### DATASET RECORDS

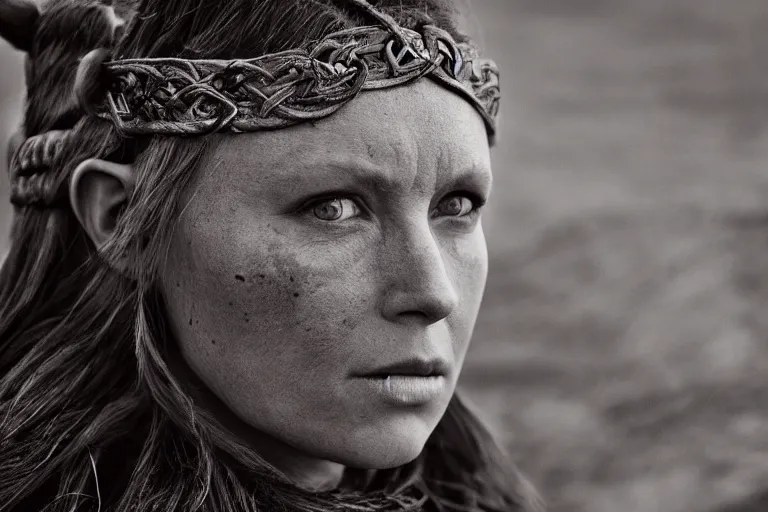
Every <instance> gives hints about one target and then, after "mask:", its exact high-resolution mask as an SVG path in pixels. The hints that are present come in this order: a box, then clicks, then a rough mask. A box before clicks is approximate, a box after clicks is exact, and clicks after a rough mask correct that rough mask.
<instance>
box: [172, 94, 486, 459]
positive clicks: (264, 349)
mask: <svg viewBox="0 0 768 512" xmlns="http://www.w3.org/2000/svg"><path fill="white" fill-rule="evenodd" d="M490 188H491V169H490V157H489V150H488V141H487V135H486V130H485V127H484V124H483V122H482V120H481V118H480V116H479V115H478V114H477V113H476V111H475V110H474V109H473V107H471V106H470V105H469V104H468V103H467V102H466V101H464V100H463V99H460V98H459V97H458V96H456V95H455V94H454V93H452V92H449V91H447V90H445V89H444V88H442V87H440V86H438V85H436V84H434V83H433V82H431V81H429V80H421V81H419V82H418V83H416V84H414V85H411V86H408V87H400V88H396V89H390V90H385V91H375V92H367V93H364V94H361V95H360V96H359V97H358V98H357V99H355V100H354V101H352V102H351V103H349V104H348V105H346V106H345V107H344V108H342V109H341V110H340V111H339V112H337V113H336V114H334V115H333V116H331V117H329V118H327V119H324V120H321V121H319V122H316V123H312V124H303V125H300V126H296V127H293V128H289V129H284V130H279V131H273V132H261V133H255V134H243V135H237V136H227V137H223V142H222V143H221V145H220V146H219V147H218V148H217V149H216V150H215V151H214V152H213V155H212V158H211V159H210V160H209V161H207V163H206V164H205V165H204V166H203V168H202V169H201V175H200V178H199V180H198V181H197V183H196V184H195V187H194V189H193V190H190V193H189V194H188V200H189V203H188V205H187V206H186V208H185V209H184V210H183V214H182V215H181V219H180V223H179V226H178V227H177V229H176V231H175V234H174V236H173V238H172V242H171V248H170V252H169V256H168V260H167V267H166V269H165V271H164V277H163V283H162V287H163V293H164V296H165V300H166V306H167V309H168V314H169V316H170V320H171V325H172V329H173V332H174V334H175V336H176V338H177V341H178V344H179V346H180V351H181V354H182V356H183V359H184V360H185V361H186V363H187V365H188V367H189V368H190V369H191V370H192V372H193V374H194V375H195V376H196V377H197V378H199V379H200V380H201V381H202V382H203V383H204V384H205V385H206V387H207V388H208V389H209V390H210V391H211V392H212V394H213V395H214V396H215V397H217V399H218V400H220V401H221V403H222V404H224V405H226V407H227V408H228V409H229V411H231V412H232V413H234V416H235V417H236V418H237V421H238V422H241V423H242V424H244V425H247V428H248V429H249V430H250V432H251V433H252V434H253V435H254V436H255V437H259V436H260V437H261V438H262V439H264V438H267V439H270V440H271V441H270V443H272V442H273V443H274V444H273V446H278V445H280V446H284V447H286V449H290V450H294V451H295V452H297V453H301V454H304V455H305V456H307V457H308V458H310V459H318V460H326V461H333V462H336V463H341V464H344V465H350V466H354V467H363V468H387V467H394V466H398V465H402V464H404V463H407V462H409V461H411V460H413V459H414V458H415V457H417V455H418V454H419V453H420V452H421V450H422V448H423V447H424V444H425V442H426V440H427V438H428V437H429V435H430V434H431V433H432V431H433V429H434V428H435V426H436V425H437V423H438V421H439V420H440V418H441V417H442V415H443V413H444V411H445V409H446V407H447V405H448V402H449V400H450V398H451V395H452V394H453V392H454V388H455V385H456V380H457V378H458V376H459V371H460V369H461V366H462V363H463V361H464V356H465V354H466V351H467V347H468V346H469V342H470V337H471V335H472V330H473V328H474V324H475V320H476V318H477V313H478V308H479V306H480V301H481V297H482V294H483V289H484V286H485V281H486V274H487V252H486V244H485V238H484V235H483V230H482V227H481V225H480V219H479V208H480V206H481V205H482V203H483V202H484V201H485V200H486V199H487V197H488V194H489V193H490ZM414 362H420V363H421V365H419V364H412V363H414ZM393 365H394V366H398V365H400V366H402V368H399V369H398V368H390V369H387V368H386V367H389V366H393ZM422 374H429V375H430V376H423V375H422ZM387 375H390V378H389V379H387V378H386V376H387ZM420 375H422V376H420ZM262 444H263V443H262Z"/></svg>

######

WORK REQUEST:
Copy out every line of the entries where the string "instance" shows up.

RESPONSE BELOW:
Every <instance> gives hints about one target and then, after "mask:", its exact high-resolution mask as an SVG path in pixels. The hints that are present come in this order: a box, then clicks, then a rough mask. A box before clicks is approximate, a box after clicks is exact, and clicks after a rough mask correct that rough mask.
<instance>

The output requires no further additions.